• [Text segment]:
————

My big, beautiful, Mama's boy, Booker, the Gordon Setter is gone.
He had severe heart troubles three weeks ago which warranted a trip to CSU Veterinary Hospital. No one really knew what was wrong with him or why his heart was doing this. The most common cause is cancer but they couldn't find any definite tumors. There was a flurry of guesses and tests and it was an emotional roller coaster for Furry Husband and I.
We brought Booker home on heart meds and he had a really good three weeks. Really good. We spoiled him rotten... and when I say rotten, I mean rotten! You could see Booker thinking, "I dunno what I did, but this is so cool. I am golden!"
He felt good up until this weekend.
He began acting depressed and stopped eating. It wasn't obvious ... he just acted... I dunno.... restrained. He followed me everywhere, tail wagging but he just wasn't right - there was no sparkle - he wasn't his exuberant self.
We pulled blood and urine on Monday. Booker was scheduled to see a vet at CSU Tuesday afternoon.
Monday night Booker was uncomfortable - on the bed, off the bed, on the bed, off the bed.... moaning and panting and he just couldn't get comfortable. But he was up and wagging. I put him in his kennel (right next to our bed and used as a nightstand) so we could try and get some sleep. It's painful to have a 75lb dog jump up on you, pop an ovary and then jump off only to repeat it over and over again.
At 5am I got up and opened his kennel only to find he could no longer stand. We pulled him out of his kennel and moved him into the living room. It was a repeat of the Saturday night three weeks ago when he first collapsed. He couldn't move he was so weak and his gums were pale as pale can be.
There was no sense in prolonging this for him. We called our vet who came to our home to put Booker down. No one at CSU Vet Hospital knew why it was happening, the fact he kept overcoming the heart meds (we'd had the dosage adjusted once before after another mild collapsing episode) told us something was really, really wrong.
It was a very sad day for us yesterday. We were sort of lost... we went to the Humane Society because we just had this big, gaping 75lb hole in our hearts... but of course none of the dogs there was Booker and we'd much rather bring a dog home when we can be happy about it vs. being so, so, sad.
We stopped at The Rio Grande - a place famous for margaritas. I downed three and then we stopped at the feed store where lo and behold was one, lone, solitary kitten someone brought in for a new home.... screaming it's little fool head off. We took the "grief kitten" home.
*head hitting desk*
New rule. No drunken adoptions of grief kittens.
This morning under more sober light, we decided we can not keep this little grief kitten. We have six, count them SIX cats already and I am well on my way to crazy cat lady land.
My friend Karen told me she was thinking about getting a kitty when we went to the Ballpark Flea Market together. I called her today and told her about our little grief kitten. She's going out of town this weekend but wants him when she gets back. I was given strict instructions: "Do NOT name my cat and do NOT get too attached!"
We are o.k. We are sad. Awful sad and we will miss that big ol' dawg. There will never be another like him.

————

• [Records provided]:
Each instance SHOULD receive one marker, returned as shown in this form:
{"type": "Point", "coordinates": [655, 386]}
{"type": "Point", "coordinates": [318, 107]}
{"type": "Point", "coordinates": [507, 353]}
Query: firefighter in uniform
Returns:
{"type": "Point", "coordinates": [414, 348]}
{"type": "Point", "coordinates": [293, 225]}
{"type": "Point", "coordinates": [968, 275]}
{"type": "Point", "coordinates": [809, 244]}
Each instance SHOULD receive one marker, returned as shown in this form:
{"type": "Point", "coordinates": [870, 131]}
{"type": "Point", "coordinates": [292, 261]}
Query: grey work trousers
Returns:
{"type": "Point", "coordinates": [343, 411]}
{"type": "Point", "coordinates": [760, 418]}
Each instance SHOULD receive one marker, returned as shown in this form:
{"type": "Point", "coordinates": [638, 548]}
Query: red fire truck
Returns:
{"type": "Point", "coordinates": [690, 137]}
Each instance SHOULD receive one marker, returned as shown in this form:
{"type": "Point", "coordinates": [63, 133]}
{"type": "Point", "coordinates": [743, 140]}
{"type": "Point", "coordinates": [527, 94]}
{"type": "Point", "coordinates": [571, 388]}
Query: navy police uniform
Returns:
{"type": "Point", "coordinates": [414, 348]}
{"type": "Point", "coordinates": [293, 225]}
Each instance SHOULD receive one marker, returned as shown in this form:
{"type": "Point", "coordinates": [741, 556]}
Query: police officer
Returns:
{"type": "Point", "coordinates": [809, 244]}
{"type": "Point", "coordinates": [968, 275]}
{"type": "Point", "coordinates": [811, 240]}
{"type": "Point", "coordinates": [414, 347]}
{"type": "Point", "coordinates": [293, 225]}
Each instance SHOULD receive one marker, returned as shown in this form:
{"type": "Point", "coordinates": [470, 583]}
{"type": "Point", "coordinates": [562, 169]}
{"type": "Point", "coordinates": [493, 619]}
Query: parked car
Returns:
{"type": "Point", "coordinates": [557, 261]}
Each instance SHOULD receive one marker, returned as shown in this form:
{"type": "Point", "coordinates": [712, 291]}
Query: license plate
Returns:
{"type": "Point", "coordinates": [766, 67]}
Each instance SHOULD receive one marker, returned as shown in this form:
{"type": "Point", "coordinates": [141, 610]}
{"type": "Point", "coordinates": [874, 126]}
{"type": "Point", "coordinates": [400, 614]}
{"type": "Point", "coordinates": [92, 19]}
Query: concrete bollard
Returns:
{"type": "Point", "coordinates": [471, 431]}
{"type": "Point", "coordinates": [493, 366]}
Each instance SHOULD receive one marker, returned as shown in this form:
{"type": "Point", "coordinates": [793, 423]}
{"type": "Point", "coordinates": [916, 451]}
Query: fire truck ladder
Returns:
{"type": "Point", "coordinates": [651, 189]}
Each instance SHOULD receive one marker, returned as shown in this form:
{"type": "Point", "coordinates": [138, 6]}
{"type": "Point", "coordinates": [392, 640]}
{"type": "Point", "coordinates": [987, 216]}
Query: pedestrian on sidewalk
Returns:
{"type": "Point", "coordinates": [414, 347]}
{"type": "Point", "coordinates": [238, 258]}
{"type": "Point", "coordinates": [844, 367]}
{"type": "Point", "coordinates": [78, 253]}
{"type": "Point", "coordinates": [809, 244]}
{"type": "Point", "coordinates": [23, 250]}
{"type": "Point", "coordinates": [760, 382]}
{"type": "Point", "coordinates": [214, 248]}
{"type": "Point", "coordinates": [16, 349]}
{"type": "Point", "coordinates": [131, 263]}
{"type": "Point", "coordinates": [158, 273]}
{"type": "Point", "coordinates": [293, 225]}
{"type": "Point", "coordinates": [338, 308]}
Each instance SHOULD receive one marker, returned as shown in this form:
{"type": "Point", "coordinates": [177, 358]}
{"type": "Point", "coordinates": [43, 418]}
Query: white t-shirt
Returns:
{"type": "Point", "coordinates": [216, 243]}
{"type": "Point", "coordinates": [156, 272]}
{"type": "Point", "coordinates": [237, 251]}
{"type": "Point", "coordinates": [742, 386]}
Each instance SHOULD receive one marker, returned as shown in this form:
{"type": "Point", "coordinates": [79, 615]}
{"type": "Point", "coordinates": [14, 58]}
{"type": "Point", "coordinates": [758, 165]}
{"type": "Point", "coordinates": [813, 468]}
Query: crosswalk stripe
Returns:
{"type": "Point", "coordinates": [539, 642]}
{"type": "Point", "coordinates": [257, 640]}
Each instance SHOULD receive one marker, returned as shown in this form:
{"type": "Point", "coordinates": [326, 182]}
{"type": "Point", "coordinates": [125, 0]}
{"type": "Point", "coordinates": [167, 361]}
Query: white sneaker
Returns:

————

• [Activity]: Name every place identified by a proper name in the account of losing Booker above.

• [Result]:
- CSU Veterinary Hospital
- the Humane Society
- The Rio Grande
- the Ballpark Flea Market